Answer these from the fight write-up below:
1. How many UFC heavyweight title defenses does Stipe Miocic have after this win?
2. What was the rough final strike count, and who did it favor?
3. How many minutes did Miocic spend making the challenger's overstated hype clear?

** Begin Text segment **

Post-Fight Thoughts: Stipe Miocic -vs- Francis Ngannou
Capping off an evening of great fights, replete with a healthy dose of violent finishes, the heavyweights in the main event delivered an amazing bout. Defending champion, Stipe Miocic was able to do what none so far have been able to: withstand the crushing punches of Francis Ngannou, and dominated him for almost the entirety of the fight. By notching this win, Miocic sets a new record for UFC heavyweight title defences, with 3. Like the co-main event of Daniel Cormier versus Volkan Oezdemir, this fight went almost exactly as I expected it to — and a surging rookie's hype undergoes a much needed correction at the hands of a highly skilled veteran.
First, let it be said that both of these men displayed incredible durability; the first round of this bout was absurd, with Miocic absorbing some huge punches from a very fresh Ngannou. The final strike count was something like 200-33, in favour of the champ, but those 33 punches Ngannou did land were indeed very significant. Miocic landed some very hard shots of his own and, to his credit, Ngannou showed he has a chin too — he's more than just a glass cannon. The pace of the fight meant that, inevitably, both would tire and that happened by the end of the second round. The commentary team seemed to ignore how exhausted Miocic was, focusing solely on Ngannou being worn down by the former's takedowns and top-heavy grappling. Ngannou also expended a lot of energy, spamming power punches in the opening round, which was very out of character for him — and a terrible idea in a 5-round fight.
By the third round, a lot of the mystique had faded from Francis Ngannou; this image everyone had, of him simply walking into the centre of the cage and knocking the champ out cold, looked even more absurd in hindsight. The excitement and hype surrounding the challenger was overstated, to be sure, and Stipe Miocic spent 25 minutes making this point abundantly clear to everyone watching. Overlooked for the entirety of his career, Stipe Miocic has quietly put together an exceptional win / loss record and now, rightly, sees his name entered into the history books with the most consecutive title defences. Like Daniel Cormier, in the co-main event, Stipe Miocic's performance makes the case for him being the best fighter to ever compete in his division, and puts his name among the short list of arguable pound-for-pound greats.

** End Text segment **
** Begin Listed records **

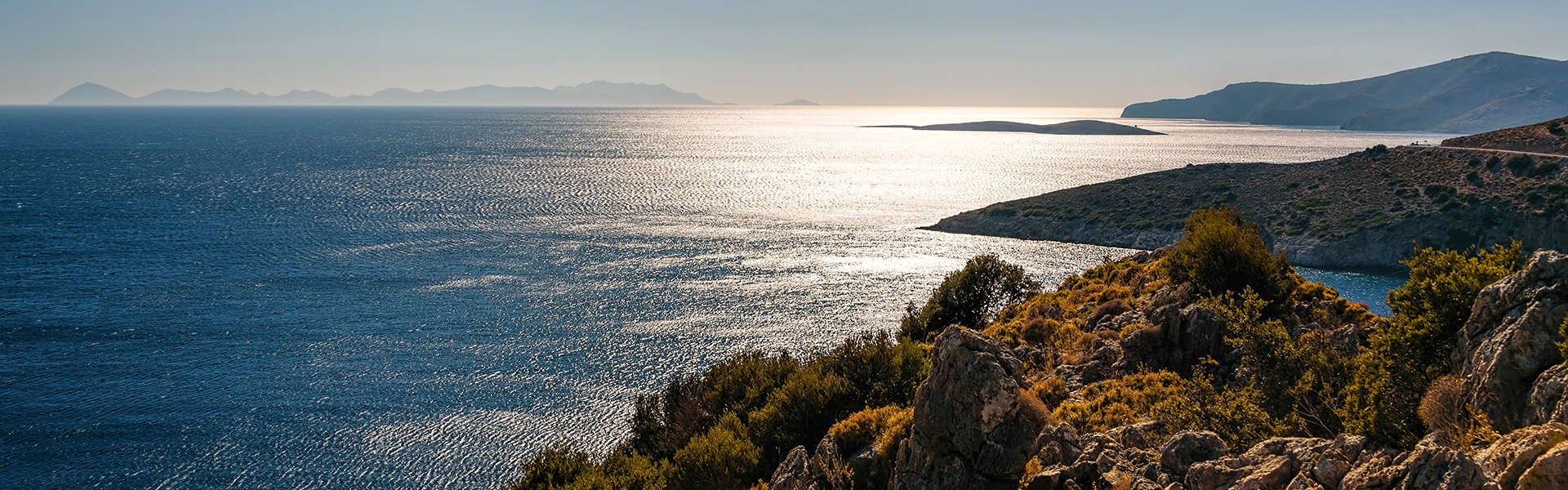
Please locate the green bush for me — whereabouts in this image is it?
[1345,242,1519,446]
[898,255,1040,341]
[1557,318,1568,359]
[1160,207,1295,305]
[1149,374,1283,449]
[506,444,595,490]
[1203,291,1350,439]
[1530,160,1561,177]
[828,405,914,454]
[817,332,931,407]
[746,366,864,465]
[670,413,762,490]
[1052,371,1183,432]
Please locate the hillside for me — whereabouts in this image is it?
[49,82,714,105]
[929,146,1568,269]
[505,216,1568,490]
[1442,118,1568,155]
[1121,51,1568,132]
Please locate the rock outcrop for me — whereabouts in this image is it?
[1454,250,1568,430]
[892,327,1048,490]
[768,437,856,490]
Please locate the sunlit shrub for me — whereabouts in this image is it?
[1029,376,1069,407]
[828,405,914,454]
[813,332,931,407]
[1052,371,1183,432]
[1345,242,1519,446]
[748,366,864,463]
[1149,374,1283,449]
[670,413,762,490]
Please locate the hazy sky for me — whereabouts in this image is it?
[0,0,1568,105]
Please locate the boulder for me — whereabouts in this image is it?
[1454,250,1568,430]
[1476,424,1568,488]
[768,437,854,490]
[1160,430,1229,477]
[1341,446,1500,490]
[892,327,1048,488]
[768,446,813,490]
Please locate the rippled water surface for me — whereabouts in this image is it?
[0,107,1435,488]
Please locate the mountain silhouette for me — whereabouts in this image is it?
[1121,51,1568,133]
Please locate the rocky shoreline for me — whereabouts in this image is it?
[768,252,1568,490]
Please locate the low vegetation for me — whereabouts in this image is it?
[510,205,1536,488]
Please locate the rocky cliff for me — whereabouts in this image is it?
[929,146,1568,269]
[770,250,1568,490]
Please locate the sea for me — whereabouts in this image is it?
[0,107,1444,488]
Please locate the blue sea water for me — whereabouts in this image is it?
[0,107,1437,488]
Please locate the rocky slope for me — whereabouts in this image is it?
[768,252,1568,490]
[1121,51,1568,132]
[929,146,1568,269]
[1442,118,1568,155]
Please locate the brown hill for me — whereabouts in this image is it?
[929,146,1568,269]
[1442,118,1568,155]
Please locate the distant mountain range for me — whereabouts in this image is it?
[49,82,714,105]
[1121,51,1568,132]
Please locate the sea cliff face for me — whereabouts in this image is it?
[929,148,1568,269]
[770,250,1568,490]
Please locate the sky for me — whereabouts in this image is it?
[0,0,1568,107]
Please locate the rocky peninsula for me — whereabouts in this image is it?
[929,119,1568,269]
[510,209,1568,490]
[861,119,1164,135]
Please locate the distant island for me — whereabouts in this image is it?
[929,118,1568,269]
[49,82,714,105]
[1121,51,1568,133]
[861,119,1164,135]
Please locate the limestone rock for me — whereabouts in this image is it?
[1160,430,1229,477]
[1454,250,1568,430]
[892,327,1046,488]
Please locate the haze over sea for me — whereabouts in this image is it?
[0,107,1441,488]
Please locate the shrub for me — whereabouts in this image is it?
[670,413,762,490]
[873,408,914,457]
[817,332,931,407]
[1502,154,1535,177]
[1203,291,1350,437]
[1149,374,1281,449]
[1029,376,1071,407]
[506,444,593,490]
[1418,374,1498,452]
[1530,160,1560,177]
[828,405,914,454]
[898,255,1040,341]
[1557,318,1568,359]
[748,366,864,466]
[1345,242,1519,446]
[1160,207,1295,303]
[1052,371,1183,432]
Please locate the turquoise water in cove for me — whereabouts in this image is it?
[0,107,1438,488]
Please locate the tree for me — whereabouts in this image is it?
[1345,242,1521,446]
[1162,207,1295,305]
[898,255,1040,341]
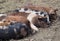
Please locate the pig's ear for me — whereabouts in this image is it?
[24,2,33,7]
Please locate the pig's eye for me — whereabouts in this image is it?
[40,12,44,14]
[44,14,46,16]
[24,8,28,11]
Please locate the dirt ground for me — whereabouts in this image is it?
[0,0,60,41]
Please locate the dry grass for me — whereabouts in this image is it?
[0,0,60,41]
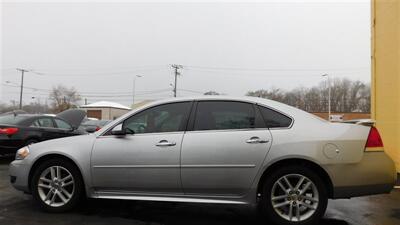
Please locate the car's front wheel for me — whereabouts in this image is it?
[31,158,83,212]
[260,166,328,225]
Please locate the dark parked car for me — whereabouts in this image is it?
[0,109,86,155]
[79,120,111,133]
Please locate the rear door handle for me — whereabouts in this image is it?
[156,140,176,147]
[246,137,269,144]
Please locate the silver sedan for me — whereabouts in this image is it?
[10,96,395,224]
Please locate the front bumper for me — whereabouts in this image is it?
[325,152,397,198]
[9,160,30,192]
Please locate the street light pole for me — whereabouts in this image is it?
[322,74,331,121]
[17,68,28,109]
[132,75,142,107]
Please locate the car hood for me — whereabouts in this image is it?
[56,109,86,129]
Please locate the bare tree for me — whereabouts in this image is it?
[246,78,371,112]
[49,85,81,113]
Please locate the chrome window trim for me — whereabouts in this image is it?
[254,103,294,130]
[97,100,195,137]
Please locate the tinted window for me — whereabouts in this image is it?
[194,101,255,130]
[123,102,192,134]
[0,114,28,125]
[54,118,72,130]
[259,106,292,128]
[31,118,54,128]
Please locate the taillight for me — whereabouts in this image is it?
[365,127,383,151]
[0,127,18,135]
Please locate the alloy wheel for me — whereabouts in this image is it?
[271,174,319,222]
[37,166,75,207]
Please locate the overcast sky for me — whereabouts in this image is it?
[0,1,370,105]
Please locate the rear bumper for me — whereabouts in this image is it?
[9,160,30,192]
[326,152,397,198]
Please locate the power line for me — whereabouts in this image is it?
[184,65,370,72]
[27,66,167,77]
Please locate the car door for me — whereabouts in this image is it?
[181,101,272,196]
[91,102,192,194]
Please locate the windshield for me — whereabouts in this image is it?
[0,114,27,125]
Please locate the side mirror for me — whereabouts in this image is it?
[111,123,126,135]
[85,127,97,133]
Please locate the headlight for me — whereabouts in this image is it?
[15,146,29,160]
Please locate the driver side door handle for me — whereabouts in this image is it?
[156,140,176,147]
[246,137,269,144]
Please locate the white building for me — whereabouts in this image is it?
[80,101,131,120]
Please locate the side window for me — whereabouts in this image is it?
[194,101,255,130]
[54,118,72,130]
[123,102,192,134]
[31,118,54,128]
[259,106,292,128]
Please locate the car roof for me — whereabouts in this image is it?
[139,95,308,114]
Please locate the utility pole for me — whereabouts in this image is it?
[17,68,28,109]
[132,75,142,107]
[171,64,183,98]
[322,74,331,121]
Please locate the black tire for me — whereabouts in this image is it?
[258,165,328,225]
[25,138,39,146]
[31,158,84,213]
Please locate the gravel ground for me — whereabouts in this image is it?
[0,159,400,225]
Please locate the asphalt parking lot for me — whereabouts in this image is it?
[0,159,400,225]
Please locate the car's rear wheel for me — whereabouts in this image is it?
[260,166,328,225]
[32,159,83,212]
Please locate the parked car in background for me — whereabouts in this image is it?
[10,96,395,225]
[0,109,86,155]
[79,120,112,133]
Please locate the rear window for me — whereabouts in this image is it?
[259,106,292,128]
[0,114,27,125]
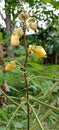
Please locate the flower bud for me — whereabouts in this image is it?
[5,61,15,71]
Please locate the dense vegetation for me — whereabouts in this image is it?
[0,0,59,130]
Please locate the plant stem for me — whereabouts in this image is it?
[24,23,30,130]
[0,89,19,106]
[31,97,59,112]
[29,103,44,130]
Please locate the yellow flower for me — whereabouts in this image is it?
[11,34,19,46]
[29,45,33,54]
[18,12,29,21]
[29,22,37,31]
[5,61,15,71]
[13,27,24,38]
[35,46,46,58]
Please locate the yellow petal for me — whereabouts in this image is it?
[5,61,15,71]
[29,22,37,31]
[13,27,24,38]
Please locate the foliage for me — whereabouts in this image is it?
[0,0,59,130]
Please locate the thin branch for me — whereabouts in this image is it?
[31,97,59,112]
[0,89,19,106]
[29,103,44,130]
[5,102,24,130]
[24,23,30,130]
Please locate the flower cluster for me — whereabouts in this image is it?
[5,61,15,71]
[5,12,46,71]
[29,45,46,58]
[11,27,24,46]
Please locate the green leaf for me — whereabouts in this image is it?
[40,0,52,3]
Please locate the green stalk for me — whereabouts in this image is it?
[30,97,59,112]
[29,103,44,130]
[0,89,19,106]
[24,23,30,130]
[5,102,25,130]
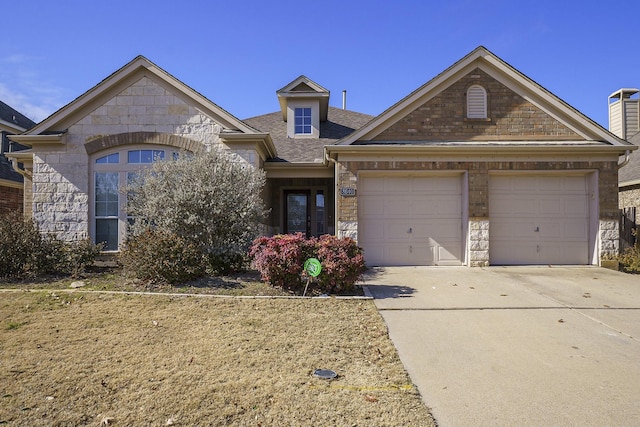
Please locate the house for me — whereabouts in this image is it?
[0,101,35,213]
[608,88,640,248]
[6,47,636,266]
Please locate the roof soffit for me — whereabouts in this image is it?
[29,56,255,134]
[337,46,629,145]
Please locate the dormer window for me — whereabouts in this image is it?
[276,76,329,139]
[295,108,312,135]
[467,85,487,119]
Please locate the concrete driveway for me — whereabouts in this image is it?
[365,267,640,427]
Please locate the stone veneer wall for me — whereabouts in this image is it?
[0,184,24,213]
[30,77,235,241]
[618,184,640,209]
[337,160,619,266]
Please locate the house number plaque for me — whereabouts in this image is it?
[340,187,356,197]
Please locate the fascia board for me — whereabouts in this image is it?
[263,162,334,178]
[0,119,26,133]
[219,133,278,158]
[325,142,631,156]
[6,133,64,147]
[618,179,640,188]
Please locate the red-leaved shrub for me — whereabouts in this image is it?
[249,233,366,293]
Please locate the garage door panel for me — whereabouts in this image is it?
[489,175,589,264]
[358,175,463,265]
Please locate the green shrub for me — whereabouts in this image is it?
[119,229,206,284]
[0,214,101,279]
[249,233,366,293]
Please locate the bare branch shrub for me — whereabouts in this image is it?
[125,148,265,280]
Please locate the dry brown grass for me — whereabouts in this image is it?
[0,290,433,426]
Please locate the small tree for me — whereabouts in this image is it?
[125,148,265,273]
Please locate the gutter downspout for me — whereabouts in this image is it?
[618,150,631,170]
[324,147,340,236]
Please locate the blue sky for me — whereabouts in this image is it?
[0,0,640,127]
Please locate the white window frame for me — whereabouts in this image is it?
[293,107,313,135]
[467,85,488,119]
[89,144,180,252]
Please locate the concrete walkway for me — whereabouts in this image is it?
[365,267,640,427]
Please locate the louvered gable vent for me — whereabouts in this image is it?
[467,85,487,119]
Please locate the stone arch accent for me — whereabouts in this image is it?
[84,132,205,155]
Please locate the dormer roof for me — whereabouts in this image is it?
[276,75,329,122]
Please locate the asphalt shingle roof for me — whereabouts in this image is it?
[0,101,36,129]
[243,107,373,163]
[0,101,36,182]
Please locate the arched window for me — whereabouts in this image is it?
[89,145,178,251]
[467,85,487,119]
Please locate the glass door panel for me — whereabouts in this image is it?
[284,191,310,236]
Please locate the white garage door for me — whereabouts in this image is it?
[358,175,463,266]
[489,175,589,265]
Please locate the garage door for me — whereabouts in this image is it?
[358,175,463,265]
[489,175,589,265]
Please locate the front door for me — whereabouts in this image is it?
[284,190,311,236]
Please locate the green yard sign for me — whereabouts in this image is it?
[304,258,322,277]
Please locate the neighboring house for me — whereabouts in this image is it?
[7,47,635,266]
[0,101,35,213]
[609,88,640,247]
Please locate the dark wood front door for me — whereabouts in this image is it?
[284,190,311,236]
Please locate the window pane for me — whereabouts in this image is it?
[96,218,118,251]
[316,190,326,236]
[294,108,312,134]
[140,150,153,163]
[286,194,307,234]
[95,172,118,216]
[128,150,164,164]
[96,153,120,163]
[128,150,140,163]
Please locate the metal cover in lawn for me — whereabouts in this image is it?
[313,369,338,380]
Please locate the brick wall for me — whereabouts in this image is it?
[374,69,582,141]
[337,160,619,266]
[0,185,24,214]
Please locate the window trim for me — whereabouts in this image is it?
[466,84,489,120]
[88,144,181,253]
[293,107,313,136]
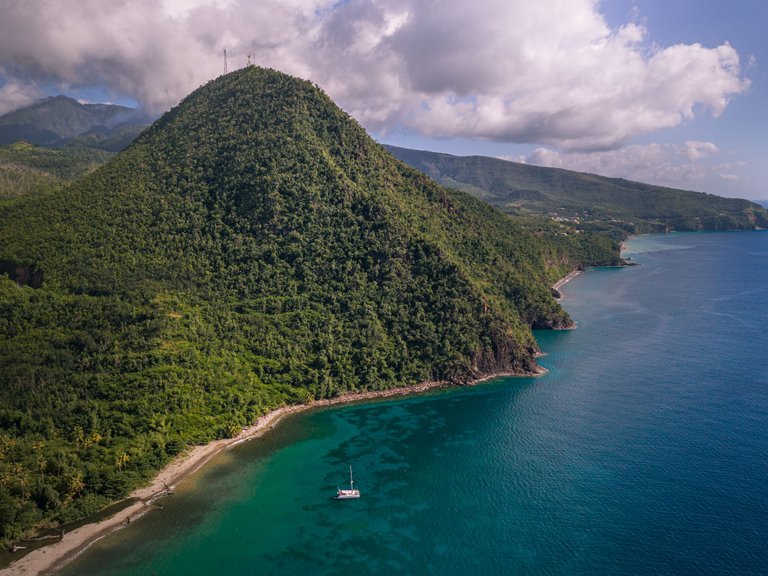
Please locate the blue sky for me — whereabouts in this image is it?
[0,0,768,199]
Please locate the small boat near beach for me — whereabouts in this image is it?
[335,465,360,500]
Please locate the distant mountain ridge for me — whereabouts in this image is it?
[0,67,618,540]
[0,96,149,152]
[386,146,768,233]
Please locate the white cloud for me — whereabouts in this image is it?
[506,141,746,191]
[0,77,43,114]
[0,0,749,150]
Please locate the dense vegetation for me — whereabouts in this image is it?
[0,141,114,200]
[0,96,149,152]
[387,146,768,237]
[0,67,617,539]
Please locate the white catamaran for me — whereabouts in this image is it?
[336,465,360,500]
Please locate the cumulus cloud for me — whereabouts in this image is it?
[506,141,746,190]
[0,0,749,150]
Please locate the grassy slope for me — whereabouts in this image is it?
[0,68,610,538]
[389,147,768,232]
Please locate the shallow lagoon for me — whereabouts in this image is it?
[63,233,768,576]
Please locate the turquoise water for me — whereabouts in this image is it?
[64,233,768,576]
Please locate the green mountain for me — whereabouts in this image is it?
[0,67,617,538]
[387,146,768,234]
[0,96,149,152]
[0,141,114,200]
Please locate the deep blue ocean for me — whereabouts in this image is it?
[64,232,768,576]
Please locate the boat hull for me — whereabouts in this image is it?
[336,490,360,500]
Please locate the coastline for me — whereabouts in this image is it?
[0,270,568,576]
[552,270,581,300]
[0,369,528,576]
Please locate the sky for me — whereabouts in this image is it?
[0,0,768,200]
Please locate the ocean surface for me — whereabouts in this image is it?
[63,232,768,576]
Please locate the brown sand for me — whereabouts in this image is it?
[0,369,544,576]
[0,270,579,576]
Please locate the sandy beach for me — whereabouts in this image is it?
[0,371,528,576]
[0,270,579,576]
[552,270,581,300]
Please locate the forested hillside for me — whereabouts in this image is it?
[0,96,149,152]
[387,146,768,235]
[0,67,618,538]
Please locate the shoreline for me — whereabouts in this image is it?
[0,369,528,576]
[0,270,581,576]
[552,270,581,301]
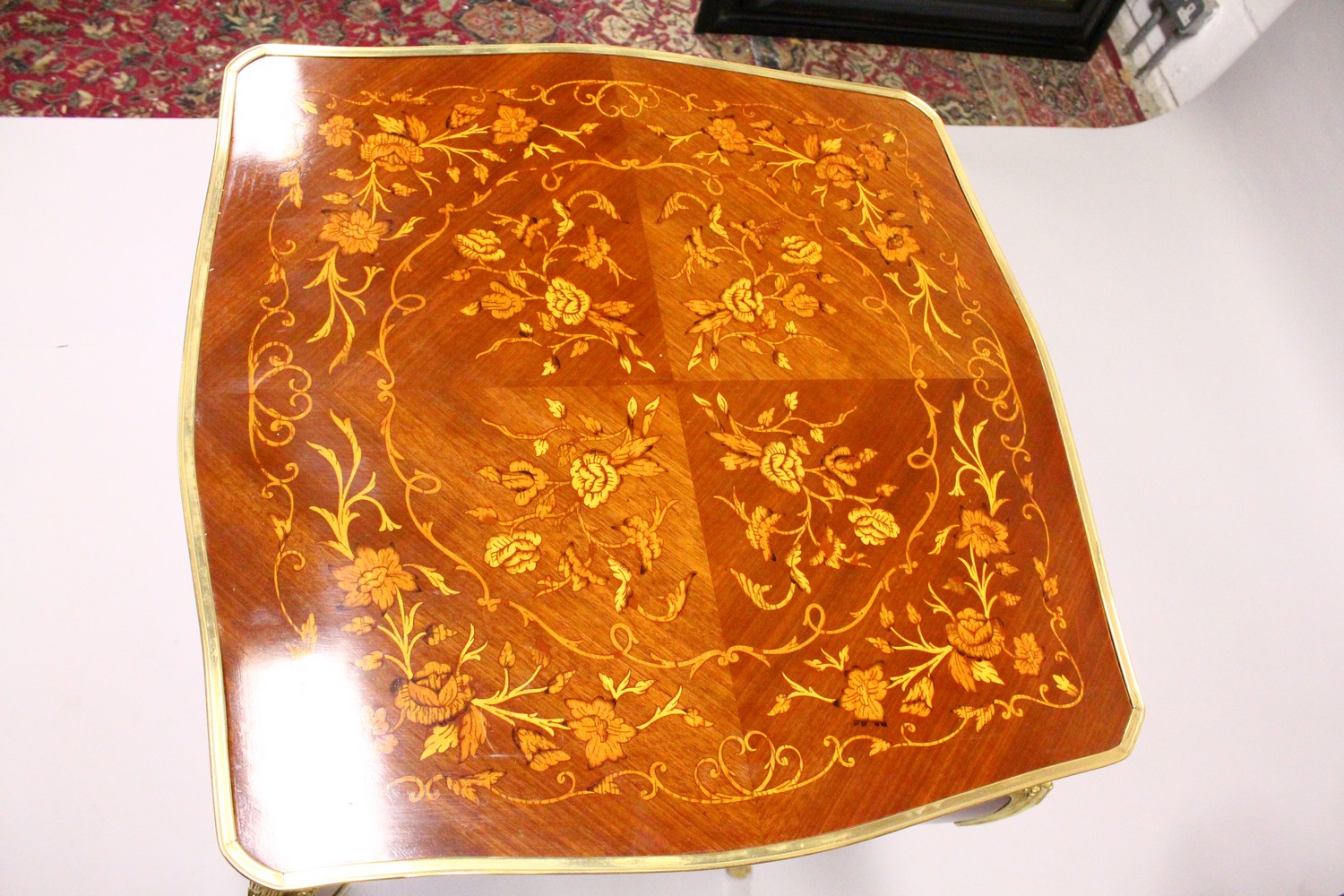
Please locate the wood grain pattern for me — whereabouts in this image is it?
[188,45,1137,880]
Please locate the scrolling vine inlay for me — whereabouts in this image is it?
[186,45,1133,868]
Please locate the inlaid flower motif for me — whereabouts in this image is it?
[564,697,636,769]
[486,530,542,575]
[546,277,593,326]
[317,208,387,255]
[849,506,900,547]
[816,153,868,189]
[859,140,887,170]
[780,283,817,317]
[900,676,933,719]
[865,221,919,262]
[317,116,355,146]
[747,506,780,560]
[491,106,538,145]
[780,237,822,264]
[957,509,1008,557]
[840,662,887,721]
[362,707,397,754]
[570,452,621,508]
[395,662,473,726]
[948,607,1004,659]
[761,442,804,495]
[1012,632,1046,676]
[359,133,425,172]
[617,516,663,575]
[453,228,504,263]
[704,116,752,154]
[577,224,612,270]
[500,461,551,506]
[332,548,418,610]
[719,277,765,323]
[480,283,524,320]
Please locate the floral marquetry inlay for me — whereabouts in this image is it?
[188,45,1137,880]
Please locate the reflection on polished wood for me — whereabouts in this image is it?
[185,41,1140,888]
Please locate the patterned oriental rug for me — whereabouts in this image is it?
[0,0,1144,127]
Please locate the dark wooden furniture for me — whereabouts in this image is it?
[695,0,1123,62]
[183,46,1142,888]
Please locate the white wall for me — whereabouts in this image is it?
[0,0,1344,896]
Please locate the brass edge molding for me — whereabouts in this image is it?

** End Listed records **

#### Exercise output
1. 3
2. About 200-33, in favor of Miocic, the champion.
3. 25 minutes.